(Given task): Copy out every line in the entries below that contains the string "suit". Case counts, so a line matches only where the letters have the same capitalization.

★ ★ ★ ★

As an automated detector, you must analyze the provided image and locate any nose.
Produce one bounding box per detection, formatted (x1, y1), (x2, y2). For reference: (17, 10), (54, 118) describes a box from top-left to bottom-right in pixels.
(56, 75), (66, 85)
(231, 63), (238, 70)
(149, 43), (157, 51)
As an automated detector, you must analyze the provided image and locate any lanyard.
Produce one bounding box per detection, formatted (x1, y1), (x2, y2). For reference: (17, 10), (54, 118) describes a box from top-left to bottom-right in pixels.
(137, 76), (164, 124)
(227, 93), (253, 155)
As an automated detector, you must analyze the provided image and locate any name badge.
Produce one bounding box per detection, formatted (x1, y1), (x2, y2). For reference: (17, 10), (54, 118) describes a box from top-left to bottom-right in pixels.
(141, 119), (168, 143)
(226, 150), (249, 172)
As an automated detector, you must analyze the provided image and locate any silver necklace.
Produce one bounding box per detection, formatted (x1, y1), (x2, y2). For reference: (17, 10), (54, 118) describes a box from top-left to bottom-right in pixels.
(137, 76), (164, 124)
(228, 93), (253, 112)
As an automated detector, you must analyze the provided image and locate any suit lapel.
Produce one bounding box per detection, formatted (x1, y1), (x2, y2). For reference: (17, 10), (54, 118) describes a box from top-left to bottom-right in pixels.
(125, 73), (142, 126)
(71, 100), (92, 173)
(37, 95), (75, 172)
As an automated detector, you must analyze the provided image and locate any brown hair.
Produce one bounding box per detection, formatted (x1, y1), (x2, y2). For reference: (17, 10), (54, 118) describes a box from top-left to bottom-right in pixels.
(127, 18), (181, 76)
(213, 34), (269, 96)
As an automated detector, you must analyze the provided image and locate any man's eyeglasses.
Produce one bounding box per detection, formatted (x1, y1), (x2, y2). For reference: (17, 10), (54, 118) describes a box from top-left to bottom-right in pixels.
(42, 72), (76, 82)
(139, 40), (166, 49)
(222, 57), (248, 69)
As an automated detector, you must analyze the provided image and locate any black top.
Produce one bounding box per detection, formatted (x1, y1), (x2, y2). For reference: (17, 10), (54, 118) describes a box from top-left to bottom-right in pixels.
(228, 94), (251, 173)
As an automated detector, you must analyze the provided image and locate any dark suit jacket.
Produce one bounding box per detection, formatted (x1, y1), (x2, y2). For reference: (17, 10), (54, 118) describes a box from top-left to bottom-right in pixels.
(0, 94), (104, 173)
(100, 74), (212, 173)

★ ★ ★ ★

(Answer for this exercise):
As an automated detector, you must analyze the provided image and locate any suit lapel.
As an automated detector, you must analyze the provided image and locate any dark suit jacket.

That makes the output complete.